Tarefa solicitada A:
Transcreva sem alterações um trecho do texto sobre o gasto público federal. Comece nas palavras "Nesse debate é" e pare depois de "despesas com INSS.".
Tarefa solicitada B:
De acordo com o texto sobre o gasto público federal, a partir de que ano o País passou a gerar superávits primários de forma sistemática?
Tarefa solicitada C:
Dê prosseguimento ao texto sobre o gasto público federal, escrevendo a partir da última frase apresentada.

═══ Texto de origem

Entre 1991 e 2011, o gasto primário do governo federal (exclusive transferências a Estados e municípios) saiu de 11,1% para 17,5% do Produto Interno Bruto (PIB). Apesar desse crescimento, o País passou, sistematicamente, a gerar superávits primários para pagar os juros da dívida interna e externa a partir de 1999. No entanto, essa maior responsabilidade fiscal foi baseada no crescimento da receita - a arrecadação quebrou a barreira dos 25% do PIB (1970-1994) e chegou a 35% do PIB, em 2011.
Nesse debate é bom ter claro que todos os presidentes brasileiros, desde 1990, terminaram os seus mandatos com a despesa primária como proporção do PIB maior do que aquela do seu antecessor. O crescimento do gasto foi mais intenso na primeira metade da década de 1990, quando em apenas três anos (1991 a 1994) a despesa primária cresceu quase três pontos porcentuais do PIB pelo "efeito Constituição". O crescimento foi particularmente concentrado no gasto com pessoal e nas despesas com INSS.

══════
═══ Registros armazenados

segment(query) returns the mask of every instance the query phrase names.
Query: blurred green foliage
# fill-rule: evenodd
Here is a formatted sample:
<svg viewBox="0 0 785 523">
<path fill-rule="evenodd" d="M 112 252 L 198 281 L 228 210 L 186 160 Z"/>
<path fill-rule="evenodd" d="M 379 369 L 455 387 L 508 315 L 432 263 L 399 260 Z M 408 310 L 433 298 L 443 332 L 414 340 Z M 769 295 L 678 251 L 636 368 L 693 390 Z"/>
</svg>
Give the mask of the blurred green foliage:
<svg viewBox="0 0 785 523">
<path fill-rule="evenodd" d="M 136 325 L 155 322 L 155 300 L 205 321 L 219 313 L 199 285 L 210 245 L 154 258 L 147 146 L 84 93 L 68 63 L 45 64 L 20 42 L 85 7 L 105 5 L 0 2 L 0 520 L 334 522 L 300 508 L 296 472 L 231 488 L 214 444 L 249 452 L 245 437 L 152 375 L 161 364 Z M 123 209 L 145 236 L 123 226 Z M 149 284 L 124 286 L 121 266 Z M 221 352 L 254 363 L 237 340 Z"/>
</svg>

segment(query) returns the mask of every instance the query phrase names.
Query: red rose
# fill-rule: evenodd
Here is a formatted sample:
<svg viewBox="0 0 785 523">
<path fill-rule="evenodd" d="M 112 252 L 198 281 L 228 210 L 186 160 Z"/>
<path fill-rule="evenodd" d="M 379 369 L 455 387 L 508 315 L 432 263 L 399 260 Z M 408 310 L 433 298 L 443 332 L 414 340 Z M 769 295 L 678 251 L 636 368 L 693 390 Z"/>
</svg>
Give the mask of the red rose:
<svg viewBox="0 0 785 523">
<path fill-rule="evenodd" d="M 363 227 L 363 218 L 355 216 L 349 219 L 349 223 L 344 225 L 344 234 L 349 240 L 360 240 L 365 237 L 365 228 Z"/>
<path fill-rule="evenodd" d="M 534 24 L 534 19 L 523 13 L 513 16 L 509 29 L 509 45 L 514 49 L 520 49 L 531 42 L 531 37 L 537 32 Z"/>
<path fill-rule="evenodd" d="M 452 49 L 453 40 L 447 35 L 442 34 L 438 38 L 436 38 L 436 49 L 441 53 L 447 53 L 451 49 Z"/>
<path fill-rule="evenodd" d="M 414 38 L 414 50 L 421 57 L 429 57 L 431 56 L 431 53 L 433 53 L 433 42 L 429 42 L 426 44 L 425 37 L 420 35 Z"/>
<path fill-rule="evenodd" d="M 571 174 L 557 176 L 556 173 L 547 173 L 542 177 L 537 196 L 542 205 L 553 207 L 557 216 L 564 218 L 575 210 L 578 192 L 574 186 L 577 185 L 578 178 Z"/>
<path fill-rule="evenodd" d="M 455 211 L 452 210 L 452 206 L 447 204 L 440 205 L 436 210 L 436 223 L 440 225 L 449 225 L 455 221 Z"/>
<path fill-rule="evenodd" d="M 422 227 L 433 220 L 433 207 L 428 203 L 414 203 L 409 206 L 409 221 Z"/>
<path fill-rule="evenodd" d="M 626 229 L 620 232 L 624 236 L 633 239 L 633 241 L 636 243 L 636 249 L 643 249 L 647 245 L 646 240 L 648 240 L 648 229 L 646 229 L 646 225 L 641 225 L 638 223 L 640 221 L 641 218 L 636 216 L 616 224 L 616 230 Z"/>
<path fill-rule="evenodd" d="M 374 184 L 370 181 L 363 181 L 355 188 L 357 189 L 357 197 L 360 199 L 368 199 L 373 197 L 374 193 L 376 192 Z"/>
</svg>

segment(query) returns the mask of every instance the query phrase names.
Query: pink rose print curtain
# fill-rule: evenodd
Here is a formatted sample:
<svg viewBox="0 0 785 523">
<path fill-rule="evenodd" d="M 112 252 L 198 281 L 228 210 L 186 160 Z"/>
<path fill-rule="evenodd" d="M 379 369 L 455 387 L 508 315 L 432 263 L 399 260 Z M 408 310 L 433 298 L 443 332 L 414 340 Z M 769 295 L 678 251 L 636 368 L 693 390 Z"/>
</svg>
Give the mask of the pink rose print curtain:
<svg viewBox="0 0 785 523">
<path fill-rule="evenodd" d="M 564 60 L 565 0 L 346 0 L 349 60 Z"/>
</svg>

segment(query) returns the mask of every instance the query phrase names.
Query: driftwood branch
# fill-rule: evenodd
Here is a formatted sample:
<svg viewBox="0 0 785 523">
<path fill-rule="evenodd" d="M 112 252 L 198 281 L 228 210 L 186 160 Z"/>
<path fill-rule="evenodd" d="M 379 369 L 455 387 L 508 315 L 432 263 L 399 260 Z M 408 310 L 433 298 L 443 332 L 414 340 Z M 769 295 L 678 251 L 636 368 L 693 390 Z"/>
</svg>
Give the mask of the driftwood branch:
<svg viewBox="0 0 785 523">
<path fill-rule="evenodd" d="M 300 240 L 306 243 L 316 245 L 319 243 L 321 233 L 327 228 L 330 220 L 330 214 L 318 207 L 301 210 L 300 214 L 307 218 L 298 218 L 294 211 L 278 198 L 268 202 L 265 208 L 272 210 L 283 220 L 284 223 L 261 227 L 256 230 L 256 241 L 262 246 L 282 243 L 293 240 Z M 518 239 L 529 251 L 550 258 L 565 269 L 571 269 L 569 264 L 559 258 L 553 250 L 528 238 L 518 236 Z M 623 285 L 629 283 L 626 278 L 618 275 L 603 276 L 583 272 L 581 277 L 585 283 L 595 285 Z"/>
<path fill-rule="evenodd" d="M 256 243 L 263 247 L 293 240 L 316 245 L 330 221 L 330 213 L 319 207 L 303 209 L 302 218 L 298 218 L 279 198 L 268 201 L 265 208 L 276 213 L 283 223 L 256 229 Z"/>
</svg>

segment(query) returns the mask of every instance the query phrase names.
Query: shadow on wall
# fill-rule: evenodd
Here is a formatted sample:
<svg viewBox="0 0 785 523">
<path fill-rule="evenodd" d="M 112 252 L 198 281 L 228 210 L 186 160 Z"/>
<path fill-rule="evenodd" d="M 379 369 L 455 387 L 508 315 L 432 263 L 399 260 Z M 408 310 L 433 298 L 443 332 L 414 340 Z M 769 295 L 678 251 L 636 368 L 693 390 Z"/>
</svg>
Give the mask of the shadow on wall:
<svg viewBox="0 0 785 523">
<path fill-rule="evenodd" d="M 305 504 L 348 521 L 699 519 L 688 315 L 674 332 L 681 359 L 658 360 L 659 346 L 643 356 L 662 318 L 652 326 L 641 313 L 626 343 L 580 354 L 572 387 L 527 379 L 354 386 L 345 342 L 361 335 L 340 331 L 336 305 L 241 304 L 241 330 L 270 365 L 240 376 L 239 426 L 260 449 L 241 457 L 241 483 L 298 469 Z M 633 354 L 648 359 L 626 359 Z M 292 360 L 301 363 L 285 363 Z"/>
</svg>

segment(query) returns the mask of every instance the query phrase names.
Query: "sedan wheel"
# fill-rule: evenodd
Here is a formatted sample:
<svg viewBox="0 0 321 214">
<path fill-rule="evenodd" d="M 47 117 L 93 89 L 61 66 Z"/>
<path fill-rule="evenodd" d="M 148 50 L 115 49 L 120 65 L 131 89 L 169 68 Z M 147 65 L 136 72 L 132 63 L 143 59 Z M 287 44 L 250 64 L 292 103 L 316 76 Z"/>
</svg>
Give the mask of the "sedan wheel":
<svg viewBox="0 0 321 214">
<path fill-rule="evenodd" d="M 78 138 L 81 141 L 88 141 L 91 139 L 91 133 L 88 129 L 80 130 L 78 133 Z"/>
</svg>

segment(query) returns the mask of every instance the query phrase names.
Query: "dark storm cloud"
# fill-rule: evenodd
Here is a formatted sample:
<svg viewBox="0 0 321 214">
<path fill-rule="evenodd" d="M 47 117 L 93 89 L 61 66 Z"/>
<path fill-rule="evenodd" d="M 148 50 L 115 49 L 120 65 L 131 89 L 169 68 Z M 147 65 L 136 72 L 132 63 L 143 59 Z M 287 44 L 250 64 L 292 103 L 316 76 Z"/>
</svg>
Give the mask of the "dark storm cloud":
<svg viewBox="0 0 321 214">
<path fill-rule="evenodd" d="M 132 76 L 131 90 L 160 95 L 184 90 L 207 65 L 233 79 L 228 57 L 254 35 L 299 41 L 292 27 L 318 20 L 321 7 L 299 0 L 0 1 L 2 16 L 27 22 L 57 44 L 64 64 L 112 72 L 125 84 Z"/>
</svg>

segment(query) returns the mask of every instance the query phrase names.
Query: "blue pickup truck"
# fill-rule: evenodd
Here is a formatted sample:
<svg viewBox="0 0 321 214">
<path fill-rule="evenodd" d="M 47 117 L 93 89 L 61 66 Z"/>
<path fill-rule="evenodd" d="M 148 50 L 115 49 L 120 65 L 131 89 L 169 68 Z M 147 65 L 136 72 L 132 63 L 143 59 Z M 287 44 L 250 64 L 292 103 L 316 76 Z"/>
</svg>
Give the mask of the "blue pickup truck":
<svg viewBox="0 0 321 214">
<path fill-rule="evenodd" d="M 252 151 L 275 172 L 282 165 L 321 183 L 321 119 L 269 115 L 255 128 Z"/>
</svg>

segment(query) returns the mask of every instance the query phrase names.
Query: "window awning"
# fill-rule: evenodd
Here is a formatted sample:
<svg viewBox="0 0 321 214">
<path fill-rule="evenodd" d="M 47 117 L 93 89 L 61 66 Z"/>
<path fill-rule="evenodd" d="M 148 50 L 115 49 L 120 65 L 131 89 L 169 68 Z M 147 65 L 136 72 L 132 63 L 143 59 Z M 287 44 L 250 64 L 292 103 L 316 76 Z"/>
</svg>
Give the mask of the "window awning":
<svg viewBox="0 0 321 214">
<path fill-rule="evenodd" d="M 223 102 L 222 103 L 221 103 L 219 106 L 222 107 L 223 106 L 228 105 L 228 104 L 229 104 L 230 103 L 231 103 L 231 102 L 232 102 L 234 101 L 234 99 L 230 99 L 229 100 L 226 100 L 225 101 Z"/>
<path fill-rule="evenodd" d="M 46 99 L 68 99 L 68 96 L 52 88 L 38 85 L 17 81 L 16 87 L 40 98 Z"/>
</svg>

══════

Resultado final A:
Nesse debate é bom ter claro que todos os presidentes brasileiros, desde 1990, terminaram os seus mandatos com a despesa primária como proporção do PIB maior do que aquela do seu antecessor. O crescimento do gasto foi mais intenso na primeira metade da década de 1990, quando em apenas três anos (1991 a 1994) a despesa primária cresceu quase três pontos porcentuais do PIB pelo "efeito Constituição". O crescimento foi particularmente concentrado no gasto com pessoal e nas despesas com INSS.

Resultado final B:
A partir de 1999.

Resultado final C:
No período mais recente, desde 1999, o gasto público não financeiro do governo federal continuou sua trajetória de expansão. Mesmo com a aceleração do crescimento da economia entre 2004 e 2010, conseguimos a proeza de continuar elevando o gasto público não financeiro (% do PIB) sem aumentar o investimento público (que está por volta de 1% do PIB).
Por outro lado, quando se analisa o comportamento do gasto público, nota-se que as razões para o seu aumento são sempre meritórias.
Por exemplo, quando se olham os dados para 1999 a 2011, não há dúvida de que, como porcentagem do PIB, 87% do crescimento do gasto primário de 1999-2011 é explicado pelo aumento das despesas do INSS e gastos de custeio ligados a programas sociais (seguro-desemprego, abono salarial, Loas e Bolsa Família). Todas estas despesas são afetadas diretamente pelos reajustes reais do salário mínimo.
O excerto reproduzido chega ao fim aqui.